What needs to be done
Please pick out each line in the listing below that contains the word "head" and copy those lines.

======

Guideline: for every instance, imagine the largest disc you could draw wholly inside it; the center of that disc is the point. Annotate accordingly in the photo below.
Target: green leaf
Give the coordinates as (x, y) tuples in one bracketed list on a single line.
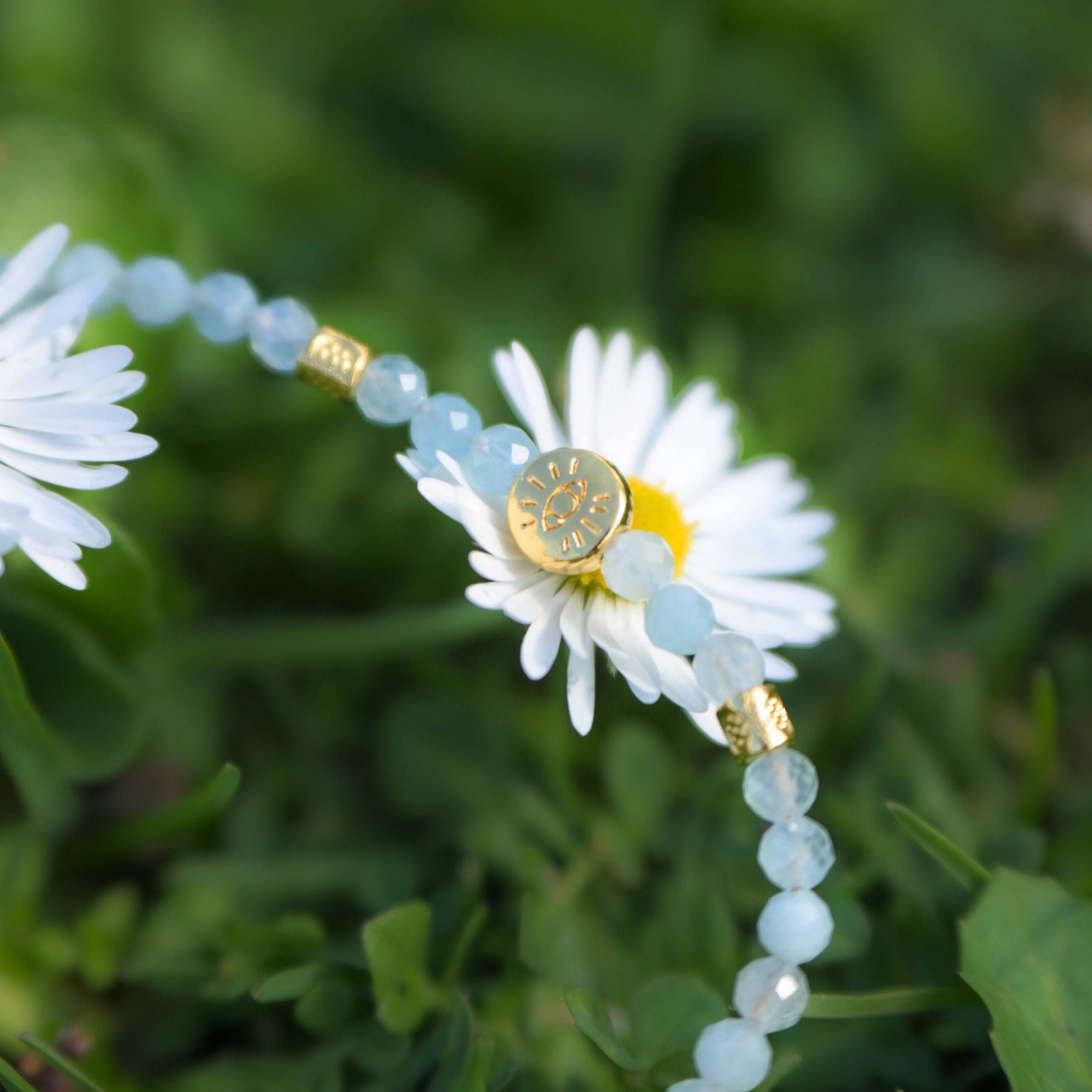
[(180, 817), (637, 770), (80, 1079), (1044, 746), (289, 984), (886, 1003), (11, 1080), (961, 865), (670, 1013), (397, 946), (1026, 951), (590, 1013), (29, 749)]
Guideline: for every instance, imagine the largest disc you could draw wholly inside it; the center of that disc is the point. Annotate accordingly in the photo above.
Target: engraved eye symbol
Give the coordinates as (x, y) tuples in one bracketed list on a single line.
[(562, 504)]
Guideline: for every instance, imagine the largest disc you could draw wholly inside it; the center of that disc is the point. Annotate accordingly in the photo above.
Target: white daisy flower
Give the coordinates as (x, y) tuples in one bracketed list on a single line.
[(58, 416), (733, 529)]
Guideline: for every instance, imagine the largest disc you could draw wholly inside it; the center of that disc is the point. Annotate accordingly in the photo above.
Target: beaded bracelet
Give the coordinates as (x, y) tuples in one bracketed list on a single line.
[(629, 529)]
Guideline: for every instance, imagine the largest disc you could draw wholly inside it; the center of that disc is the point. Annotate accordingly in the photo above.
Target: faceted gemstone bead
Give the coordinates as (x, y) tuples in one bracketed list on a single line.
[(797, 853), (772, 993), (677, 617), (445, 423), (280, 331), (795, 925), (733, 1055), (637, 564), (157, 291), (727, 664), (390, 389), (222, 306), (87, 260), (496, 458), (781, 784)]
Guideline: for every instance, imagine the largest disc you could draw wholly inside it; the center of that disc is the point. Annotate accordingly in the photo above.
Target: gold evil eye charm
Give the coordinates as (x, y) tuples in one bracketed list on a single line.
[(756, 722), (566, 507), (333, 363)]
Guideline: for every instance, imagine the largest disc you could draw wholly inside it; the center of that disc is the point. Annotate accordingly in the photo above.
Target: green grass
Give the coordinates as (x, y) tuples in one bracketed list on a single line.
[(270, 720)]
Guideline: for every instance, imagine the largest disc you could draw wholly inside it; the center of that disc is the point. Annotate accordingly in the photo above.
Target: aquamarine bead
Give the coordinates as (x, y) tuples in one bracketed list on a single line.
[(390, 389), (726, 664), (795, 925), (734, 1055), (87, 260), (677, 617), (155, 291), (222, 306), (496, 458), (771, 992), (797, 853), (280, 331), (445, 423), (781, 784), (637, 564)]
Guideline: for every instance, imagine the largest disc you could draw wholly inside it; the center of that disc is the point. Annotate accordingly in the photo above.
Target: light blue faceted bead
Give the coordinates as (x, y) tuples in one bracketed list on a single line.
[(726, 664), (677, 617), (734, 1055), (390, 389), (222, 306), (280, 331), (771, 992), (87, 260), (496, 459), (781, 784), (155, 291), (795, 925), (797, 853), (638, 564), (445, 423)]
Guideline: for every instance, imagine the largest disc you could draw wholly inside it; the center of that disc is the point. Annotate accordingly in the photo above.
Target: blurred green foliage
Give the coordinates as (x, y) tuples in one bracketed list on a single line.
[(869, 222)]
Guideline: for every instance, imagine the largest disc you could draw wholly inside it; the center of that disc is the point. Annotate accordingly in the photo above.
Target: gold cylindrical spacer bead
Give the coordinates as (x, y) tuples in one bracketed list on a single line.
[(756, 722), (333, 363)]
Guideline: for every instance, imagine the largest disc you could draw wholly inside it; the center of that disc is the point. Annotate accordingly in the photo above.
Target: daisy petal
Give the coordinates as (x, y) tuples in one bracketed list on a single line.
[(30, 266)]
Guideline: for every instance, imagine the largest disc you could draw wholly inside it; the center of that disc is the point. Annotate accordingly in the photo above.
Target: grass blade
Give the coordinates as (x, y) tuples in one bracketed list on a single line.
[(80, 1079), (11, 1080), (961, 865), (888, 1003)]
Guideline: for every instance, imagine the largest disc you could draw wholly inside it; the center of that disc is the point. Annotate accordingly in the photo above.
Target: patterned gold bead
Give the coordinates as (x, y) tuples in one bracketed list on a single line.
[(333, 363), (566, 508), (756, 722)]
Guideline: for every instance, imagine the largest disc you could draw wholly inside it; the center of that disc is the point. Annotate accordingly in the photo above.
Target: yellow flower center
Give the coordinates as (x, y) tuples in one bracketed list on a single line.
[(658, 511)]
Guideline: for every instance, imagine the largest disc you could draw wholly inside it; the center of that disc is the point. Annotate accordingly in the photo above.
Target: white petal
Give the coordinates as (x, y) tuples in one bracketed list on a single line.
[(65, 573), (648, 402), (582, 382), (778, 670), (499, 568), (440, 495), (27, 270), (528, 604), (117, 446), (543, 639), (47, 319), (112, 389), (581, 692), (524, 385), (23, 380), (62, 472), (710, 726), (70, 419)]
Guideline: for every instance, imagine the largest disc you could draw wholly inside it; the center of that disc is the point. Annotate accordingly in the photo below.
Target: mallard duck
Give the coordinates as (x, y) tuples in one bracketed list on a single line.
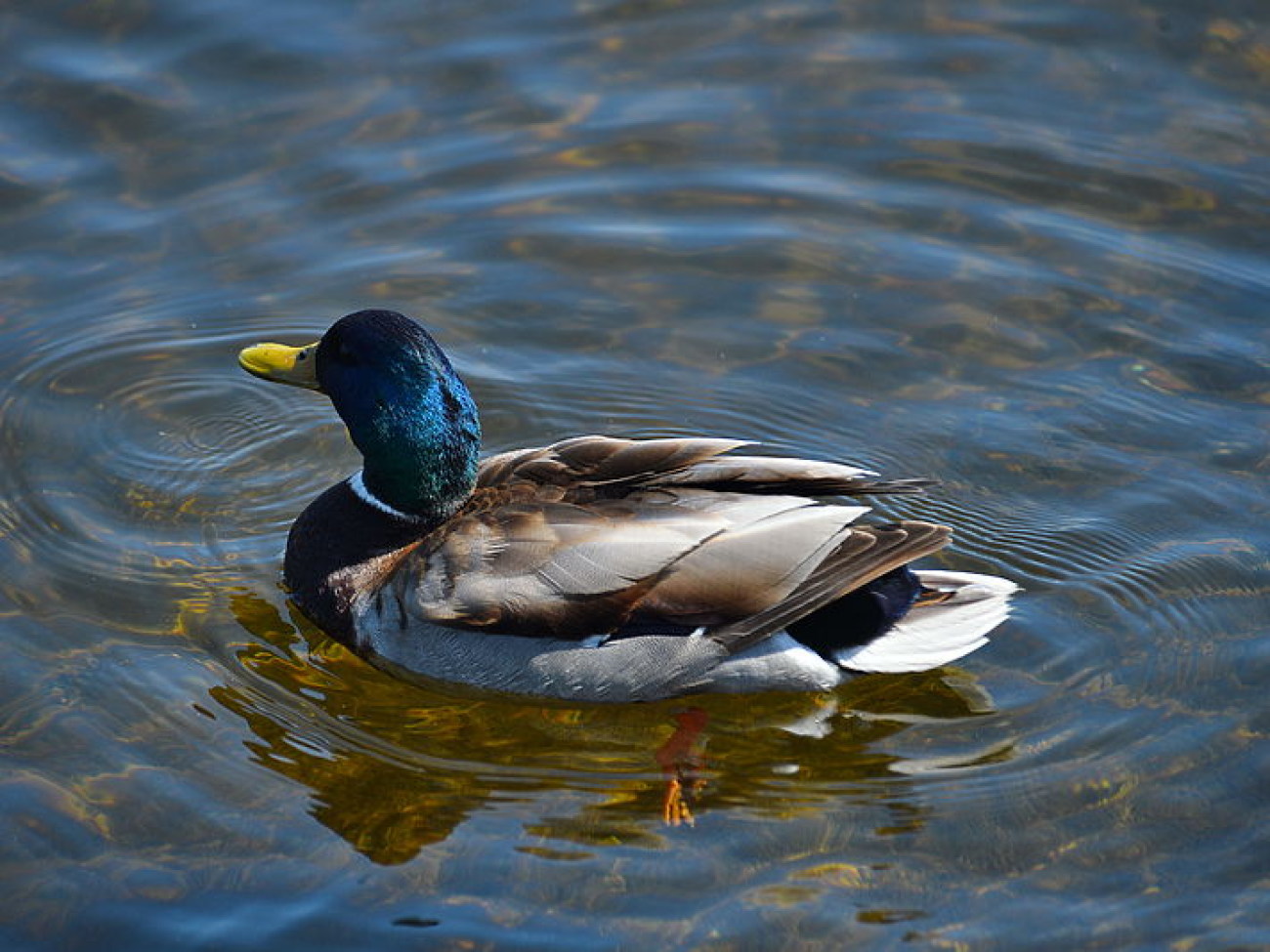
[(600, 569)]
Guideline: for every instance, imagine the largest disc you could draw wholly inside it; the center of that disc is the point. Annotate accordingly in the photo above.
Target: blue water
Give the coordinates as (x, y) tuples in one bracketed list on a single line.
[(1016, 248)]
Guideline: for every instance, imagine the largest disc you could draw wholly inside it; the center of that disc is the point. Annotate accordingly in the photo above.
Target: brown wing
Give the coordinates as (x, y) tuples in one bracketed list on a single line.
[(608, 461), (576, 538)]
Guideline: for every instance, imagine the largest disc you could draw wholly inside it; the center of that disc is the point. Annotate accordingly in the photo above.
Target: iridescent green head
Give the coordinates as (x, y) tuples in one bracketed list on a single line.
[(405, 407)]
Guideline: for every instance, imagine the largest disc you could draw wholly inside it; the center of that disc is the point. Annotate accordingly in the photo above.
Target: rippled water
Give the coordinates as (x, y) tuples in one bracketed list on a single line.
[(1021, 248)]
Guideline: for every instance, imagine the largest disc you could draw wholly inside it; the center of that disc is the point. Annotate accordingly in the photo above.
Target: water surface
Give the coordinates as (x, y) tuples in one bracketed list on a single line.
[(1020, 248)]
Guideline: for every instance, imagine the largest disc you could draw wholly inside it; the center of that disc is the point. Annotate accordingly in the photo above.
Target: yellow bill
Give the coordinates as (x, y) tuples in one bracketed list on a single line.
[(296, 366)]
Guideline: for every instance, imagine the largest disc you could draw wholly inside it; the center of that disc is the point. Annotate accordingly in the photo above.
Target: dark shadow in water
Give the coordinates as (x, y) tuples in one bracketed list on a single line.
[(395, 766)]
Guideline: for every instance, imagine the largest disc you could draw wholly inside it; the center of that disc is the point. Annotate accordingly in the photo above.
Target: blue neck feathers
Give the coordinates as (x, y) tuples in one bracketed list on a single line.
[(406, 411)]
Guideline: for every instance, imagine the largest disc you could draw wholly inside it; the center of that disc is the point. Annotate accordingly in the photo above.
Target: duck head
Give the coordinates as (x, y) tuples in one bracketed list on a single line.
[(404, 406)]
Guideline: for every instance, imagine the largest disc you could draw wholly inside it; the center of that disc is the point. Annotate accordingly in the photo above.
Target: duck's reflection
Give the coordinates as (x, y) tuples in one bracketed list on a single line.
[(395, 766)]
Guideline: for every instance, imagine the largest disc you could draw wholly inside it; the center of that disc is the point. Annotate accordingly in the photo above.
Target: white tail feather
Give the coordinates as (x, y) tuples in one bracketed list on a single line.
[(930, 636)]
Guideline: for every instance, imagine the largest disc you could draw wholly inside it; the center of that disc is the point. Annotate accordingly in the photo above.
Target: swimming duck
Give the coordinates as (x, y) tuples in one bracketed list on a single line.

======

Solution for this problem
Target: iridescent green head
Target: duck head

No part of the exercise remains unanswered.